*PROBLEM REQUIREMENTS:* Reproduce the items verbatim from their first line through the line that contains "--target arched window", including that line, and nothing beyond it.

*GIVEN RECORDS:*

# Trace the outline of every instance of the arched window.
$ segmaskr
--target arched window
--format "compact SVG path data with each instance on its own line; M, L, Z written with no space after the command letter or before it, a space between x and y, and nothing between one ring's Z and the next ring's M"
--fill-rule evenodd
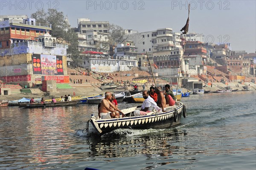
M52 46L52 40L51 38L49 39L49 46Z
M49 45L49 41L47 38L45 38L45 45L47 46Z

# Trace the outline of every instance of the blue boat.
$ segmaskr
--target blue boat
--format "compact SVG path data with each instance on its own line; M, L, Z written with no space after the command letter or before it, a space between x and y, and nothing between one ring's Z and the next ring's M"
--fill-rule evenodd
M78 104L86 104L88 103L88 98L98 98L103 96L102 95L91 95L90 96L82 97L82 99L80 100Z
M181 93L181 97L189 97L189 96L190 94L190 92L182 92L182 93Z

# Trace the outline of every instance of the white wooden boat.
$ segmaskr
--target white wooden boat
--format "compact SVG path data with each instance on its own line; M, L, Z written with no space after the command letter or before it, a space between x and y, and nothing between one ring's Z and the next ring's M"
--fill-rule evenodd
M166 107L166 112L157 112L153 109L147 115L134 116L134 111L140 109L133 107L122 109L125 116L121 118L102 119L92 115L87 124L90 121L99 133L104 134L120 128L168 128L179 124L182 115L184 118L186 116L186 107L179 101L174 106ZM98 113L95 115L98 115ZM87 127L88 128L88 124Z
M104 83L102 84L100 86L102 90L115 89L116 87L117 87L117 86L113 83Z
M217 93L226 93L226 92L230 92L232 91L232 90L217 90L216 91Z
M117 94L115 95L116 99L118 102L122 102L125 95L125 94L123 92ZM97 98L88 98L87 99L87 101L90 104L99 104L100 103L101 100L104 98L105 98L105 96Z

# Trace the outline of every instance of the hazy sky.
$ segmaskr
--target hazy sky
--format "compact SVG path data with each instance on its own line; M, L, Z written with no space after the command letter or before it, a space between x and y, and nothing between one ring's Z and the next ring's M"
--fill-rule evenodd
M144 32L186 23L191 3L189 32L204 35L204 41L229 42L233 50L256 51L256 0L0 0L1 15L26 14L44 8L67 14L72 27L77 19L108 21L124 29Z

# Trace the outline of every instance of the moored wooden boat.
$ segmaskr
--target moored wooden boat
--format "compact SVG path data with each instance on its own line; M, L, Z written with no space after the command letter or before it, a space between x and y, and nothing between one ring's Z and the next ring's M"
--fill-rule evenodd
M195 89L193 90L193 94L198 95L204 93L204 90L203 89Z
M135 96L141 96L143 98L143 97L142 96L142 92L140 92L139 93L136 93L134 95L131 95L130 96L126 97L125 98L125 101L127 101L128 103L134 103L134 99L132 98L132 97L133 96L135 97Z
M117 86L113 83L104 83L102 84L100 86L102 90L115 89L116 87L117 87Z
M210 90L204 90L204 93L208 93L211 91Z
M102 95L91 95L90 96L84 96L81 97L81 99L80 100L79 103L78 104L85 104L88 103L88 98L101 98L102 97Z
M133 107L122 110L125 116L121 118L97 119L92 115L90 121L99 133L104 134L120 128L169 128L180 124L182 115L186 117L186 107L180 102L176 102L174 106L167 107L166 112L157 112L153 109L145 115L134 116L134 113L136 109L138 108Z
M238 89L234 89L233 90L232 90L231 92L236 92L237 91L237 90L238 90Z
M64 97L64 96L63 96ZM77 96L74 96L71 97L72 100L81 100L82 99L81 95L79 95ZM56 101L60 101L61 100L61 98L55 98ZM51 102L52 101L52 99L47 99L45 100L46 102Z
M8 100L4 100L3 101L0 100L0 107L5 107L8 106L8 102L9 101Z
M217 93L226 93L231 92L231 90L218 90L216 91Z
M117 102L122 102L125 95L125 94L124 92L121 92L115 95L116 99L117 101ZM90 104L98 104L100 103L101 100L105 98L105 96L102 96L100 98L89 98L87 99L87 101L88 103Z
M80 101L79 100L73 100L70 101L57 101L56 103L46 102L41 104L33 103L33 104L21 104L20 103L20 106L23 107L34 108L34 107L55 107L58 106L68 106L74 105L77 104Z
M189 96L190 93L189 92L184 92L181 93L181 97L189 97Z

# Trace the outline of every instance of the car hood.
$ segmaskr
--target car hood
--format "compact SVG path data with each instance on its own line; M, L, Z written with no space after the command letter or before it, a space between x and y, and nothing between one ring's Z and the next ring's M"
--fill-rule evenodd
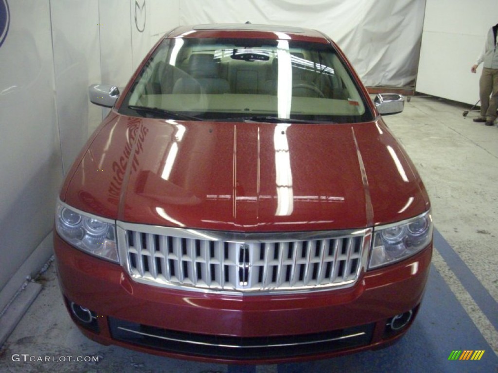
M429 208L381 119L355 124L180 121L114 114L61 199L147 224L245 231L361 228Z

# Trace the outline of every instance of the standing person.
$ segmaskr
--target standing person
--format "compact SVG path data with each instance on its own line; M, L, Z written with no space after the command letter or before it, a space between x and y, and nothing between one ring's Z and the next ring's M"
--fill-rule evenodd
M481 99L481 115L475 122L484 122L492 126L497 118L498 108L498 51L497 50L497 33L498 23L488 32L484 48L471 71L476 73L477 67L483 62L483 72L479 80L479 98ZM490 95L491 98L490 98Z

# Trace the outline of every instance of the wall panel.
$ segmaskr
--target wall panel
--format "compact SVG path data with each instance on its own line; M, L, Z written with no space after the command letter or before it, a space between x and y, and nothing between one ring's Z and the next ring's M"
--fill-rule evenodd
M427 0L417 91L475 103L482 65L477 74L470 69L497 15L496 0Z
M9 5L0 47L0 312L50 255L18 271L52 229L62 174L49 3Z

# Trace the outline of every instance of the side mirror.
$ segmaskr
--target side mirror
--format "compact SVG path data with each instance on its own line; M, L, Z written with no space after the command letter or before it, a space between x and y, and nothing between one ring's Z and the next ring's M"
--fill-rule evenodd
M404 107L404 97L401 94L379 93L375 96L374 103L382 115L397 114Z
M88 87L90 102L106 107L112 107L120 96L118 87L105 84L94 84Z

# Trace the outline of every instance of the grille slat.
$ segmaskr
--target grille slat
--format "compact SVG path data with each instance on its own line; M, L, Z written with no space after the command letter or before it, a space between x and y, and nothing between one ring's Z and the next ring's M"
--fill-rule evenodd
M131 224L130 224L131 225ZM304 239L275 234L237 233L230 238L122 229L128 272L135 280L185 290L236 292L301 291L352 285L362 268L368 230ZM174 233L172 234L172 232ZM340 232L339 232L340 233ZM252 238L253 235L254 238ZM294 236L297 236L295 234ZM316 236L320 236L317 232ZM237 239L243 238L239 240ZM207 237L207 238L205 238Z

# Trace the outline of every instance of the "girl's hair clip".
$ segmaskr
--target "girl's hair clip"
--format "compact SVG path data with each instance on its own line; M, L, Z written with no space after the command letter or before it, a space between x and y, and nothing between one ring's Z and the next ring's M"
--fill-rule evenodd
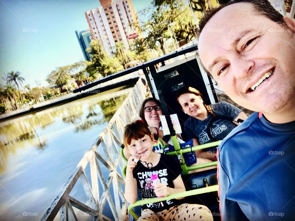
M144 124L144 121L143 120L137 120L136 122L139 122L142 124Z

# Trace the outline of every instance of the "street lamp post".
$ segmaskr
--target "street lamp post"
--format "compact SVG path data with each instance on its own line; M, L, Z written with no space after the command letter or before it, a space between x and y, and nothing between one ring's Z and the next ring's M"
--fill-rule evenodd
M169 20L169 22L170 23L170 26L171 26L171 29L172 29L172 31L173 32L173 34L174 36L174 39L175 39L176 45L177 46L177 48L179 48L179 45L178 44L178 43L177 42L177 40L176 40L176 36L175 36L175 33L174 32L174 30L173 30L173 28L172 28L172 23L171 23L171 21L170 20ZM174 24L174 23L173 23L173 24Z
M190 7L191 8L191 13L193 13L193 16L194 17L194 20L195 20L195 22L196 23L196 25L197 26L197 28L198 28L198 29L199 29L200 28L199 27L199 24L198 23L198 22L197 21L197 19L196 18L196 16L195 15L195 13L194 12L194 11L193 10L193 7L191 6L191 1L190 0L187 0L188 1L188 4L190 5Z

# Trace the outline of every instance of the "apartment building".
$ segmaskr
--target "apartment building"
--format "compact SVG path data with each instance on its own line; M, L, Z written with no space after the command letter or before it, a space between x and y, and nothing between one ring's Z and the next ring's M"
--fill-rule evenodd
M85 61L90 61L90 55L86 51L86 49L90 48L90 42L93 39L91 32L89 30L87 29L79 32L75 31L75 33L80 45L84 59Z
M87 11L85 16L93 39L100 39L110 55L122 41L129 48L130 41L142 37L130 24L136 21L132 0L100 0L101 6Z

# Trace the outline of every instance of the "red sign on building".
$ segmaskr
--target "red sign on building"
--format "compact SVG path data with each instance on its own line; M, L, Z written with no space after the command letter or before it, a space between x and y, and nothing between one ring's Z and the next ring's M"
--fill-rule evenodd
M129 35L127 37L128 39L132 39L133 38L136 38L138 36L138 34L136 33L133 33L131 35Z

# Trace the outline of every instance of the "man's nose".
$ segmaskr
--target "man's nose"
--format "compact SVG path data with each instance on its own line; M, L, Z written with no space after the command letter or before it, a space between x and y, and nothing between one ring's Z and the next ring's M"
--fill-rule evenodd
M242 58L237 58L230 63L235 78L242 79L249 76L249 72L254 65L254 62Z

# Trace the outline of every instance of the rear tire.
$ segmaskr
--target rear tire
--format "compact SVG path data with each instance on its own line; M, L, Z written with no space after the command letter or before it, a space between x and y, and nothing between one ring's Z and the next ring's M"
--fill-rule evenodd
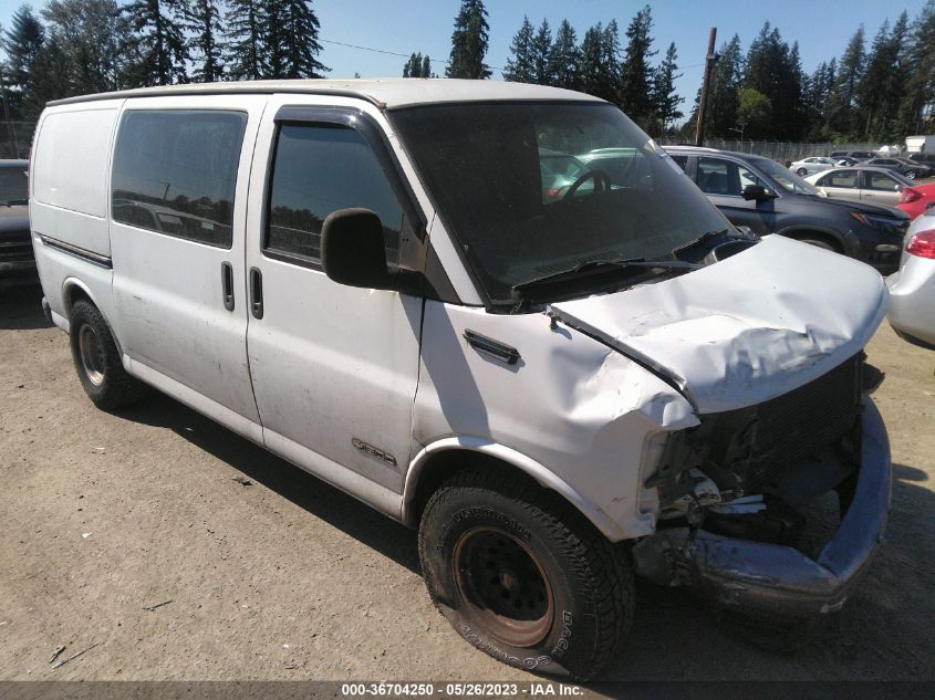
M124 369L111 328L94 304L83 299L74 303L70 333L81 386L97 408L114 410L146 395L146 385Z
M632 623L626 551L513 474L464 471L445 482L425 508L419 558L455 629L518 668L592 678Z

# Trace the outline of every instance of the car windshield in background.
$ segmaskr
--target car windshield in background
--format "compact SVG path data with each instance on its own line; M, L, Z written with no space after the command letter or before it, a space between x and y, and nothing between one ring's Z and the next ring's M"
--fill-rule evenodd
M0 205L13 206L29 202L25 168L0 168Z
M672 259L730 228L614 106L477 103L389 114L492 303L591 260Z
M776 184L782 187L787 192L794 192L796 195L814 195L820 196L819 191L811 182L806 182L798 175L792 174L788 168L783 168L776 160L769 158L757 158L757 167L766 173L770 178L776 180Z

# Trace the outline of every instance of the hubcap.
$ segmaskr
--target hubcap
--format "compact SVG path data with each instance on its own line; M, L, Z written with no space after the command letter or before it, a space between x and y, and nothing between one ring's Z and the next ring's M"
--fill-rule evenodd
M77 349L84 375L94 386L104 384L104 348L97 334L90 325L81 326L77 335Z
M455 545L455 581L469 613L497 639L531 647L554 620L549 577L531 550L494 527L474 527Z

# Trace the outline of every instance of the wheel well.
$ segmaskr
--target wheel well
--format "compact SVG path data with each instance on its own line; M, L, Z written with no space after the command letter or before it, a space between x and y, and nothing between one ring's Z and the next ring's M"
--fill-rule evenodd
M834 248L835 252L843 253L844 248L841 245L841 241L839 241L831 233L825 233L824 231L813 231L809 229L799 229L798 231L788 231L783 232L782 236L786 238L793 238L797 241L801 240L814 240L814 241L823 241Z
M544 490L538 481L523 470L490 455L484 455L474 450L443 450L429 457L428 461L422 467L418 474L418 482L416 483L416 492L406 518L408 521L407 524L413 527L418 526L428 499L432 498L432 494L445 481L467 469L479 469L484 467L495 468L515 474L524 481L530 489ZM571 505L571 508L578 510L574 505Z
M74 306L76 301L82 299L95 309L97 307L97 304L94 303L87 292L81 289L77 284L69 284L69 286L65 288L65 313L69 316L69 321L72 318L72 306Z

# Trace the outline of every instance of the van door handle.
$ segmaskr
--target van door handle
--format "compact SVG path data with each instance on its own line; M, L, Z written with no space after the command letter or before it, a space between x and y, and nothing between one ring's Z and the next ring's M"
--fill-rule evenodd
M263 273L259 268L250 268L250 313L263 317Z
M233 268L229 262L221 263L221 295L224 307L233 311Z

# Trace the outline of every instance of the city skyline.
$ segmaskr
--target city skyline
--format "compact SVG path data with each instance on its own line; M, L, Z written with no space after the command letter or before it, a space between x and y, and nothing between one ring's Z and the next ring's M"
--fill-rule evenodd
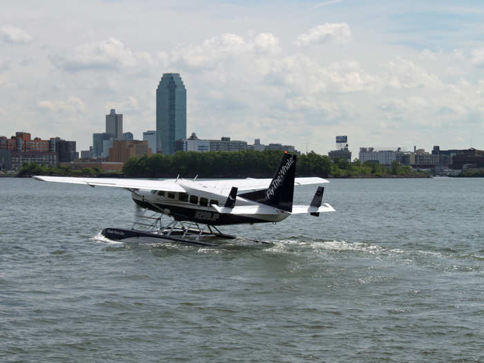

*RESPONSE:*
# Trace the outline of every instance of the arched window.
$ segmaskr
--target arched window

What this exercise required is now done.